**YOUR INSTRUCTIONS**
Copy out all of the data below with no alterations.

RECORDS PROVIDED START

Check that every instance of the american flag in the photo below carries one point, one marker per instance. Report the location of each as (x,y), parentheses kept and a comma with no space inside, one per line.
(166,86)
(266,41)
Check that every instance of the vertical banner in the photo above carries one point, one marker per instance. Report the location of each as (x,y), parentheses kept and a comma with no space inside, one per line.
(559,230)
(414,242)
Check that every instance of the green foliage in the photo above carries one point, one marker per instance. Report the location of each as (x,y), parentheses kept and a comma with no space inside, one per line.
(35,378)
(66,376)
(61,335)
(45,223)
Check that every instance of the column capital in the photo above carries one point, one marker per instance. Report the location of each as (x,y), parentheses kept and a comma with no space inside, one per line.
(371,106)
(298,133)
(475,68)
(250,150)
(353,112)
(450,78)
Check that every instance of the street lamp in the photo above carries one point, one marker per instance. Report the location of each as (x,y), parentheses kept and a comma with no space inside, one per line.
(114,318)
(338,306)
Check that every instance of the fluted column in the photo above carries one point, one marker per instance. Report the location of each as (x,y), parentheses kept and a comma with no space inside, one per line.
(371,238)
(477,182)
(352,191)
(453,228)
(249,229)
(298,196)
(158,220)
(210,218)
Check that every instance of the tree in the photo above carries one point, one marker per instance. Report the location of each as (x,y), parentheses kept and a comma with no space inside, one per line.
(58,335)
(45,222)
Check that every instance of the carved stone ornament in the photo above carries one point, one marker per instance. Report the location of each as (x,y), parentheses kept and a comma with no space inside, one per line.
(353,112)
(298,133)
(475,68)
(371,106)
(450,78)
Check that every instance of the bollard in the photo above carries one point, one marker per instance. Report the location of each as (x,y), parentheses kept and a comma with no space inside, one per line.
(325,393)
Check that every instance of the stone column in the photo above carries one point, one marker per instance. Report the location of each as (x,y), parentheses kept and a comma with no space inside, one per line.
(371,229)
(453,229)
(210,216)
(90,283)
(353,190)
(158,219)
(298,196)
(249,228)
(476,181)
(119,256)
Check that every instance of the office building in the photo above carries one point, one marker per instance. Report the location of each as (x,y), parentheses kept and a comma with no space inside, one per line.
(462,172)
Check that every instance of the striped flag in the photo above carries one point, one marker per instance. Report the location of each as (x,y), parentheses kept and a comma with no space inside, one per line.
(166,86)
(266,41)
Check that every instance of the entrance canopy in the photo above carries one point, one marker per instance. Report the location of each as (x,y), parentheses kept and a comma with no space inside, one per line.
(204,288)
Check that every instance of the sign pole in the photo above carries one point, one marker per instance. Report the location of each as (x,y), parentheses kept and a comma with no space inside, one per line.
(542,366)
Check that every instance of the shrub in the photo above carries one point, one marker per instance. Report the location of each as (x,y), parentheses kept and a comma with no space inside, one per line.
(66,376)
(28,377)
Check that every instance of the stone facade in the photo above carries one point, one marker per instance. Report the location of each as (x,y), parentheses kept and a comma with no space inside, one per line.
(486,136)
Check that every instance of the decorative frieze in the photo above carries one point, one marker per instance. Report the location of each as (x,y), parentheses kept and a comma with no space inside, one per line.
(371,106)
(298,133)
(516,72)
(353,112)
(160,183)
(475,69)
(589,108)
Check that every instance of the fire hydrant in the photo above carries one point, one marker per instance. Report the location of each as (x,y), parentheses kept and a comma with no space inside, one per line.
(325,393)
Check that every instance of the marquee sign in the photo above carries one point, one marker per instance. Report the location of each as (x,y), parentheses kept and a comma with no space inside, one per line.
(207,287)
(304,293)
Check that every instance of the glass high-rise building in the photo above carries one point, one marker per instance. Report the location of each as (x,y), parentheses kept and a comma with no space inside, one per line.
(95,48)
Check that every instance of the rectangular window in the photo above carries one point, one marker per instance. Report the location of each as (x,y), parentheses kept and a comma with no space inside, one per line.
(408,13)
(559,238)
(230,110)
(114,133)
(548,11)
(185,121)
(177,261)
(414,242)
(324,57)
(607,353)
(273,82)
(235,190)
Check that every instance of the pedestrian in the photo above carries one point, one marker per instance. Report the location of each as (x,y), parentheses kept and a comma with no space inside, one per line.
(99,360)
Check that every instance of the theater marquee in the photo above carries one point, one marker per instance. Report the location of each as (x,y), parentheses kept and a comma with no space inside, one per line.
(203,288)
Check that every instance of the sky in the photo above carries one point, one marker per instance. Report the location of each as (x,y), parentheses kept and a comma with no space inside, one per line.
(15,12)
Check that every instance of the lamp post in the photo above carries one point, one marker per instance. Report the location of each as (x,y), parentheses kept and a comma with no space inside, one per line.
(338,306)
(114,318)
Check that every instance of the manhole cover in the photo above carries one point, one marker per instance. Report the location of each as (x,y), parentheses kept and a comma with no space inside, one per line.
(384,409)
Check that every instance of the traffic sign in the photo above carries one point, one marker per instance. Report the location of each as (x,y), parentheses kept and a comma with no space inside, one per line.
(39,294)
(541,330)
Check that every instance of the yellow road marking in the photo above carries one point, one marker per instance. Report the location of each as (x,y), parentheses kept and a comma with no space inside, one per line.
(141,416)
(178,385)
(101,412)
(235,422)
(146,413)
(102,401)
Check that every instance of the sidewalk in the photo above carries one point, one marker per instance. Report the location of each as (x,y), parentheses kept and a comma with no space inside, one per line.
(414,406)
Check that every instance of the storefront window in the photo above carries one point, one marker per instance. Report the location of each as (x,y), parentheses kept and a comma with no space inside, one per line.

RECORDS PROVIDED END

**COMPLETED EXERCISE**
Check that every instance of the american flag in the photo below carries one point, one marker per instance. Report the location of each as (x,y), parentheses kept and a comma with no space inside, one per line.
(166,86)
(266,41)
Check that every instance of the vertical banner in the photo above carries one point, one marker per instance. Report the location of each as (x,y), parentheses kept and a comma with no space inside, one per line.
(559,230)
(414,242)
Check that every instance of the green foliage in the photo above carries one point, one marker per instance. Report the location of each as (x,y), parentheses kept and a comma with no space inside, one per line.
(35,378)
(66,376)
(61,335)
(45,223)
Check that every instance of the column capital in the photo above carries one point, one marker per instance. Report the location of each as (x,y), parentheses kept and a comma with no space inside, one per line.
(371,106)
(298,133)
(475,68)
(250,150)
(353,112)
(450,78)
Check that every instance of the street lamp in the photo above carries one point, one marker per instance. Report the location of each as (x,y), parentheses kept and a comma with no space inside, one per line.
(114,318)
(338,306)
Check that every instance of the fluted column in the photo above carries one point, one marker per instance. Report the location of each as (x,y), parentheses kept and a comma with no space inside, one per line.
(371,238)
(477,182)
(352,191)
(453,228)
(249,229)
(298,196)
(158,220)
(210,218)
Check that every instance of the tree in the photo above carries one point, one marker per instance. Report the location of each as (x,y), parentheses kept and a comma with no space inside, one per line.
(58,335)
(45,222)
Check that every instance of the carved stone ornament in the photo above carries one point, one marker per instance. Report the location of each as (x,y), parentheses kept and a comma with no space inside, one per line.
(353,112)
(298,133)
(475,68)
(371,106)
(450,78)
Check that every instance of the bollard in the photo above carries one point, one marker per instance. Report the location of each as (x,y), parentheses kept and a comma with no space inside, one per line.
(325,393)
Check that every instance of the stone column in the photo above carries one point, one marker per instance. Report the location of each as (x,y), parentheses kept and a comma with no space inside, one per line.
(371,229)
(453,229)
(210,216)
(90,283)
(353,190)
(158,219)
(298,196)
(249,228)
(476,181)
(119,256)
Check that every instance of the office building in the photo above carries one point, one marker per instance. Report the location of each as (x,y), parentheses kept and a comma with no space inside, one per line.
(462,172)
Check that every instance of the striped flag in the photo above carries one point, one marker per instance. Report the location of each as (x,y), parentheses kept and a comma with no space inside, one per line.
(166,86)
(266,41)
Check that every instance of the entrance canopy in the photo above carries one point, one marker per instance. Report the location of each as (x,y), parentheses kept and a comma with no space inside, one per line.
(204,288)
Check that every instance of the sign pole in the photo above carries one point, one marker per instance. Report the location of each as (x,y), parentheses kept and a comma with no space inside, one per line.
(542,366)
Check that every instance of the shrub in the photo above carries one point, one marker per instance. Report the location of each as (x,y), parentheses kept and a comma with no space inside, one per line.
(66,376)
(28,377)
Check that every instance of the stone facade in the photo above carries one point, one marker per instance. Report the location of each as (x,y), parentheses kept and a comma with no space inside, one per line.
(486,136)
Check that every instance of the decorative frieze in the photo above carries one point, one marker per instance. Report the location of each as (x,y), parentheses kept and a comma with no space inside, one per line.
(371,106)
(298,133)
(516,72)
(353,112)
(160,183)
(475,69)
(589,108)
Check that every instance of the fire hydrant in the photo above carries one point, one marker per instance. Report the location of each as (x,y), parentheses kept and a comma with no space inside, one per line.
(325,393)
Check that every instance of the marquee sign in the photo above carries one point, one marker per instance. Report the location of each as (x,y), parentheses kept and a comma with no space inside, one per line.
(207,287)
(304,293)
Check that every instance of the glass high-rise building in the photo above carries one point, one marker per instance. Report the location of each as (x,y), parentheses kept and a comma with no space inside, one per line.
(95,48)
Check that every instance of the rectangular window in the photo above carries one point, one marker per instance. Report the location of each as (x,y), parentheses kept and a comma with no space inside, one per line.
(408,13)
(559,238)
(230,110)
(114,133)
(548,11)
(185,121)
(177,261)
(414,242)
(324,57)
(607,353)
(273,82)
(235,190)
Check that every instance of the pedestrian in the photo above carries one point, one marker per instance. Report the location of each as (x,y), parentheses kept and a comma with no space inside, one per line.
(99,360)
Check that every instance of the theater marquee in the photo above carries one point, one marker per instance. Report the location of each as (x,y), parentheses kept and a comma with no space inside, one per line.
(203,288)
Check that every instance of the sky in the photo above carries one point, one marker per instance. Report the location of each as (x,y), parentheses kept and a comma with no space inside, one per line.
(15,12)
Check that every instance of the lamp post in the photo above carries one point, one marker per instance. Report the location of each as (x,y), parentheses kept and a comma with no space inside, one per line.
(338,306)
(114,318)
Check that every instance of the manhole cover in the photo above carries one point, one marker per instance. Report the location of each as (x,y), parentheses kept and a comma with no space inside, one per line.
(384,409)
Check that every instance of the traffic sign in the photo above carries one point, one marker per instance. Report the location of each as (x,y), parentheses kept and a comma with no space inside, one per line.
(39,294)
(541,330)
Check that every instance of the yellow road marking in the photo above carries one point, one marker per instance. Report the location of each as (x,y), parentheses kept and a comma with no space inside, one per line.
(141,416)
(178,385)
(101,412)
(235,422)
(146,413)
(102,401)
Check that every instance of the sidewalk in the photo above carries one point, one marker per instance. Report the location of each as (x,y), parentheses kept and a comma with no space inside, one per line.
(414,406)
Check that every instance of the storefront window in the photo above carries one point, one marker per instance. Report the location of each as (x,y), parentheses kept and a comma with no space inside, one per line.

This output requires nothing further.